Data listing:
#####

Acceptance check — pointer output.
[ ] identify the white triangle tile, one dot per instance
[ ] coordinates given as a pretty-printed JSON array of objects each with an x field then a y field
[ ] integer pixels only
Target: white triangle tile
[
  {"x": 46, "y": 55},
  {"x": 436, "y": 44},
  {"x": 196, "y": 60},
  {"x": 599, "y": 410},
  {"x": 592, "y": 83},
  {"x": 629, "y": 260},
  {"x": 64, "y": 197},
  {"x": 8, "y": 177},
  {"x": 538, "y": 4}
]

#####

The task: Rescale the listing: reproduce every line, requests included, but multiply each x and y coordinate in the answers by 2.45 and round to the nearest whole number, with halves rounded up.

Full answer:
Acceptance check — pointer output.
[ ] identify the white triangle tile, one dot per instance
[ ] coordinates given as a pretty-printed JSON array of objects each with an x field then a y field
[ ] integer pixels only
Target: white triangle tile
[
  {"x": 113, "y": 135},
  {"x": 1068, "y": 108},
  {"x": 480, "y": 147},
  {"x": 1468, "y": 1005},
  {"x": 1450, "y": 203},
  {"x": 1541, "y": 637},
  {"x": 157, "y": 483},
  {"x": 20, "y": 434},
  {"x": 1318, "y": 10}
]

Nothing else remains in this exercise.